** Written task 1 **
In the Abdullah ibn Umayr biography, which tribe did he belong to?
** Written task 2 **
Summarize the Abdullah ibn Umayr biography in two sentences.
** Written task 3 **
Extract the stretch of the Abdullah ibn Umayr biography from "ʿAbd Allāh ibn" through "Battle of Karbala.".
=== Selection ===
Personal life
- Died: 10th of Muharram, 61 A.H. / 10 October, 680 AD
- Cause of death: Killed in the Battle of Karbala
- Resting place: Karbala, Iraq
- Known for: Being a companion of Husayn ibn Ali

Religious life
- Religion: Islam

= Abu Wahab Abdullah ibn Umayr =

Muslim martyr

ʿAbd Allāh ibn ʿUmayr al-Kalbī (عَبْد الله بِن عُمَيْر الْكَلْبِيّ), also known as Abū Wahb (أبو وهب), was one of the companions of Husayn ibn Ali, who was killed along with him in the Battle of Karbala (680). He belonged to the Kalb tribe, the majority of whom were adherents of Christianity at that time. His wife Umm Wahab was amongst the female casualties in Husayn's army at the Battle of Karbala.

==Early life and conversion to Islam==
Wahab was a Christian by birth and converted to Islam. He was a known businessperson of Kufa. Wahab discussed with his mother and wife before converting to Islam and later joining Husayn ibn Ali in the battle against Yazid's forces. Wahab was returning from Kufa after getting married. He was still seventeen years and his wife was just twelve years old. When Wahab was passing from Karbala he saw Husayn ibn Ali surrounded by the enemies and was along with his family and very few friends.

Wahab was inspired by Al Husayn's spiritual charisma in such a manner that he was reluctant to leave him despite being aware of the consequences of staying with him. Wahab was a tall and masculine man with broad shoulders, who was held with very high esteem among his people, and was known of his courage and soldierly experience.
=== Extracted entries ===
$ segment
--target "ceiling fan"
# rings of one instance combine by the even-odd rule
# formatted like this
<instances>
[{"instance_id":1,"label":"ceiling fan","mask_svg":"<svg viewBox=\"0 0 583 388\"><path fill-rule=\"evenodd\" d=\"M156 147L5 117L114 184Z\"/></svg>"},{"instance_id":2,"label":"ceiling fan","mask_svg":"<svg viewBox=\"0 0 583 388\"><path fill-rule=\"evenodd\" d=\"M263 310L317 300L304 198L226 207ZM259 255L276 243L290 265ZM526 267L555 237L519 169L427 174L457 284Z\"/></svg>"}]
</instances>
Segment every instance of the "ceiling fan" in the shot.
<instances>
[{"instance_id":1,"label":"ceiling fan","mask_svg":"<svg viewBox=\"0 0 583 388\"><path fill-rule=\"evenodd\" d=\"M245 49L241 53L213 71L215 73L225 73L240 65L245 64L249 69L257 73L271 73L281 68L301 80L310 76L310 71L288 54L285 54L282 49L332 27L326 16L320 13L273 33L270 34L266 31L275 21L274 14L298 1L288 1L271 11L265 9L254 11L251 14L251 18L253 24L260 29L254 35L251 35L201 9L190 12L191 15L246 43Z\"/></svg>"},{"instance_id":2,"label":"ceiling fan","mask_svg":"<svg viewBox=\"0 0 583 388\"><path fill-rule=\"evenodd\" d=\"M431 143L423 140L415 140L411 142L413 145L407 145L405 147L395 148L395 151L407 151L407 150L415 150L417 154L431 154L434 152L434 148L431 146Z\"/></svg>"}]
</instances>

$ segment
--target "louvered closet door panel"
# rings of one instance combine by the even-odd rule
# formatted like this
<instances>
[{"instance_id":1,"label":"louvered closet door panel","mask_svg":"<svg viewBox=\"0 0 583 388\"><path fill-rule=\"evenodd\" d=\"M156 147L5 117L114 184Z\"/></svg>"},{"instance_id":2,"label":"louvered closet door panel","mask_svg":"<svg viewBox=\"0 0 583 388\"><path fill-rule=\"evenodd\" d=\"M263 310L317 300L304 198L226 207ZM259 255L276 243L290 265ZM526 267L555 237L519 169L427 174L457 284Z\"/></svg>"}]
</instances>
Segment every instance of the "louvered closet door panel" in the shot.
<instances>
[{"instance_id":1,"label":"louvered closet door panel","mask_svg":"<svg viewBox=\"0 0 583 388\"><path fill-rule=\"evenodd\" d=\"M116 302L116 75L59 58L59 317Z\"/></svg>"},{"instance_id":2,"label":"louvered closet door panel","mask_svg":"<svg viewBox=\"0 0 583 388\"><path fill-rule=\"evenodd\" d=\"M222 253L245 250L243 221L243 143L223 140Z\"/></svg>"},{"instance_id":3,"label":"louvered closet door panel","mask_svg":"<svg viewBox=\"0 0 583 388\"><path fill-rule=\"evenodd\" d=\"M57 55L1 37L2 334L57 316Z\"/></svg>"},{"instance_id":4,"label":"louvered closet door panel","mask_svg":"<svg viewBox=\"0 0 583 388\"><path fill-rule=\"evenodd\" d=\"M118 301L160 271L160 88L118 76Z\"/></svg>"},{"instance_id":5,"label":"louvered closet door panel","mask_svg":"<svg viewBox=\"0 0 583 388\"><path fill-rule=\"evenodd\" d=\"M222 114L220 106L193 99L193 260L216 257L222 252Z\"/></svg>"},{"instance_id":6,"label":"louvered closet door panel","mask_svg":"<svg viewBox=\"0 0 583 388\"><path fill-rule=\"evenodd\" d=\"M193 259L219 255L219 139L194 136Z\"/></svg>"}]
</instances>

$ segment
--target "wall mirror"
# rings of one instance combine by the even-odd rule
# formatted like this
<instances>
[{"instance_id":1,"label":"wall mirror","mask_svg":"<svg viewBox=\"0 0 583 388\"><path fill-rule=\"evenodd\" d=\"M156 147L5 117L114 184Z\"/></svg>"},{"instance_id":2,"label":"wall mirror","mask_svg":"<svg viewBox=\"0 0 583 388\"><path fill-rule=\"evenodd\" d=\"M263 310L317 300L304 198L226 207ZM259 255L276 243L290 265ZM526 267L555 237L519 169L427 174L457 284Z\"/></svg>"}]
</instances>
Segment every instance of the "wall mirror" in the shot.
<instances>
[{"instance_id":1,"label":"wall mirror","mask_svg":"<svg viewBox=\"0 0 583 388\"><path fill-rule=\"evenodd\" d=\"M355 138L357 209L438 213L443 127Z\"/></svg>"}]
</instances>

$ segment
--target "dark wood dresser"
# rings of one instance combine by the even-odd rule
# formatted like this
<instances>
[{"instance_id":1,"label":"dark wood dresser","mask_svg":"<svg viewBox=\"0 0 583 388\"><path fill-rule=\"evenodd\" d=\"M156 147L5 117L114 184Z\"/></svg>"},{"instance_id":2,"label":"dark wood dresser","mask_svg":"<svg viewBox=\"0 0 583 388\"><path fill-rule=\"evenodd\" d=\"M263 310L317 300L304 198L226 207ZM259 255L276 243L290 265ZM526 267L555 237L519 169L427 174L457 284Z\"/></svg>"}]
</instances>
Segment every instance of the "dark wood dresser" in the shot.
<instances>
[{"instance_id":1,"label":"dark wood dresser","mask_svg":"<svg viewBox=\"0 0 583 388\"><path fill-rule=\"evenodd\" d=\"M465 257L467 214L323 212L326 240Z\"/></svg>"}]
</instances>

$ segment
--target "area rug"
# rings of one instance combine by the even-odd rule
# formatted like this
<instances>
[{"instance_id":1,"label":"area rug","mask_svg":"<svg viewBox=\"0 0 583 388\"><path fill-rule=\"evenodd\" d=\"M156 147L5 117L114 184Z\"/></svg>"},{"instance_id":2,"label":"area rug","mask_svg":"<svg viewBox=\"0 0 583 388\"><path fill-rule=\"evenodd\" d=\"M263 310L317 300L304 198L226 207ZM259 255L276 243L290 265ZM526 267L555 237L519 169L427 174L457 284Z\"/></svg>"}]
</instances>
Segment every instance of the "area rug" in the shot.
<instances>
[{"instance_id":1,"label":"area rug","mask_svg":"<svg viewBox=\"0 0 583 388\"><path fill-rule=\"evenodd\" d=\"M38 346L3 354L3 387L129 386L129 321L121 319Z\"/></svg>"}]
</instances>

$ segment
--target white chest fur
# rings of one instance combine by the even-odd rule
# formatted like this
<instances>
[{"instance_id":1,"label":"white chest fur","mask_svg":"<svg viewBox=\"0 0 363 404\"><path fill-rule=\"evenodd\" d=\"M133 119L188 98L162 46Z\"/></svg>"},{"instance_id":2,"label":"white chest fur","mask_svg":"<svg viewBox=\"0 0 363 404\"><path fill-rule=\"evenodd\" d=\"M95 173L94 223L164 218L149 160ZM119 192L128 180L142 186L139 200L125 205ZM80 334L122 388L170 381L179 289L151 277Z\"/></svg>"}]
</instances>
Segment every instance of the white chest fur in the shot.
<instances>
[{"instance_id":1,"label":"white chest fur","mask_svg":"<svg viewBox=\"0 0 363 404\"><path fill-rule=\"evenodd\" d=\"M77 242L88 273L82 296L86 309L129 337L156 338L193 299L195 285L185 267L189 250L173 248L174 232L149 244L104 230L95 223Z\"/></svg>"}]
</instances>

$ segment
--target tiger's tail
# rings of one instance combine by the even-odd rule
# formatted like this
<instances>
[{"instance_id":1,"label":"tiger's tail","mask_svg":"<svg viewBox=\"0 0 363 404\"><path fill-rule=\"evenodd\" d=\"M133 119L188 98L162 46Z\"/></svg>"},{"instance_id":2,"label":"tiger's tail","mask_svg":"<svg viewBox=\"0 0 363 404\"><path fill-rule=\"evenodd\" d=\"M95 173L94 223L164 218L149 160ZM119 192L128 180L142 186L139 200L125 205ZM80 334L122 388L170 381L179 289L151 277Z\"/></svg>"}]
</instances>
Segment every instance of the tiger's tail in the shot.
===
** Task answer 1 **
The Kalb tribe.

** Task answer 2 **
Abdullah ibn Umayr al-Kalbi, also known as Abu Wahb, was a companion of Husayn ibn Ali and was killed with him in the Battle of Karbala in 680. A Christian by birth from the Kalb tribe, he converted to Islam and, inspired by Husayn's spiritual charisma, stayed with him despite knowing the consequences, and his wife Umm Wahab was also among the casualties in Husayn's army.

** Task answer 3 **
ʿAbd Allāh ibn ʿUmayr al-Kalbī (عَبْد الله بِن عُمَيْر الْكَلْبِيّ), also known as Abū Wahb (أبو وهب), was one of the companions of Husayn ibn Ali, who was killed along with him in the Battle of Karbala (680). He belonged to the Kalb tribe, the majority of whom were adherents of Christianity at that time. His wife Umm Wahab was amongst the female casualties in Husayn's army at the Battle of Karbala.